▶ 課題 1
原文抜粋でかぎ括弧「」に囲まれている語句をすべて挙げてください。同じ語句が何度出てきても一度だけ書いてください。

▶ 原文抜粋
ジョセフ・ヒース「『啓蒙思想2.0』著者自身による紹介」(2014年4月18日)

進歩的な政策課題を前進させるための唯一のアプローチは、合理的な議論が広がっていく可能性を高めるために、政治的言説のあり方を変える方法を探ることだ。

Enlightenment week wrap-up
posted by Joseph Heath on April 18, 2014 | Uncategorized

私の著作『啓蒙思想2.0』が刊行されてから1週間が経ったが、大変有意義な1週間だった。これは、本書の内容から多くを抜粋して掲載してくれた「オタワ・シチズン」誌と「ナショナル・ポスト」誌に大きな恩を負っている(「オタワ・シチズン」は先週の金曜日に、「ナショナル・ポスト」は今週の間ずっと)。しかし、掲載は抜粋だったため、それを読んだ一般読者を、「一体全体この本はどういう内容なんだ?」と不思議がらせてしまったかもしれない。

そういうわけで、抜粋掲載されたものがバラバラではないことを示すために、一連の抜粋がどのように関連し合っているかを説明してみよう。

本書では、昨今の政治における非合理主義の台頭に、多くの人が懸念を抱いていることを述べるため、ジョン・スチュアートによる「正気を取り戻すための集会」 [1]訳注:集会におけるスチュワートのスピーチはここで視聴することができる。Stewart: “We Live in Hard Times, Not End … Continue reading をまず最初に取り上げた。スチュワートだけが正気を取り戻そうと訴えたわけではない。

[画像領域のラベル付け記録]
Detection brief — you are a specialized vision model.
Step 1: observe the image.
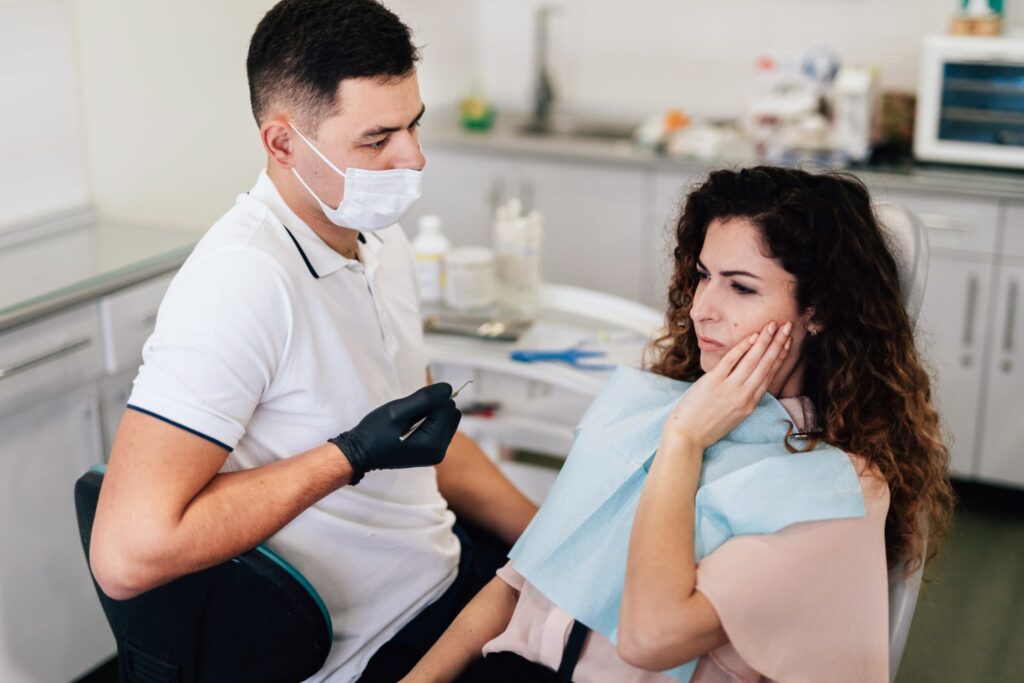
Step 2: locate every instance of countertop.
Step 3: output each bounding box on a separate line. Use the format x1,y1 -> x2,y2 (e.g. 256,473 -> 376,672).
0,220 -> 202,332
0,119 -> 1024,332
421,119 -> 1024,200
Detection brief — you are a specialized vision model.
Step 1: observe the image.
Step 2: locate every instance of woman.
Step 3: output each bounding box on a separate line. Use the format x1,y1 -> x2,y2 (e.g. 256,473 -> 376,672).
397,167 -> 952,683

▶ 課題 2
記録の全行を一字一句そのまま書き写してください。画像は解答に含めないでください。

▶ 解答 1
『啓蒙思想2.0』著者自身による紹介
オタワ・シチズン
ナショナル・ポスト
一体全体この本はどういう内容なんだ?
正気を取り戻すための集会

▶ 解答 2
Detection brief — you are a specialized vision model.
Step 1: observe the image.
Step 2: locate every instance of countertop.
Step 3: output each bounding box on a separate line. Use the format x1,y1 -> x2,y2 (e.g. 256,473 -> 376,672).
0,220 -> 202,332
0,119 -> 1024,332
421,119 -> 1024,200
Detection brief — you are a specialized vision model.
Step 1: observe the image.
Step 2: locate every instance of woman.
Step 3: output each bounding box on a separate line. Use the format x1,y1 -> x2,y2 (e.g. 256,473 -> 376,672).
397,167 -> 952,683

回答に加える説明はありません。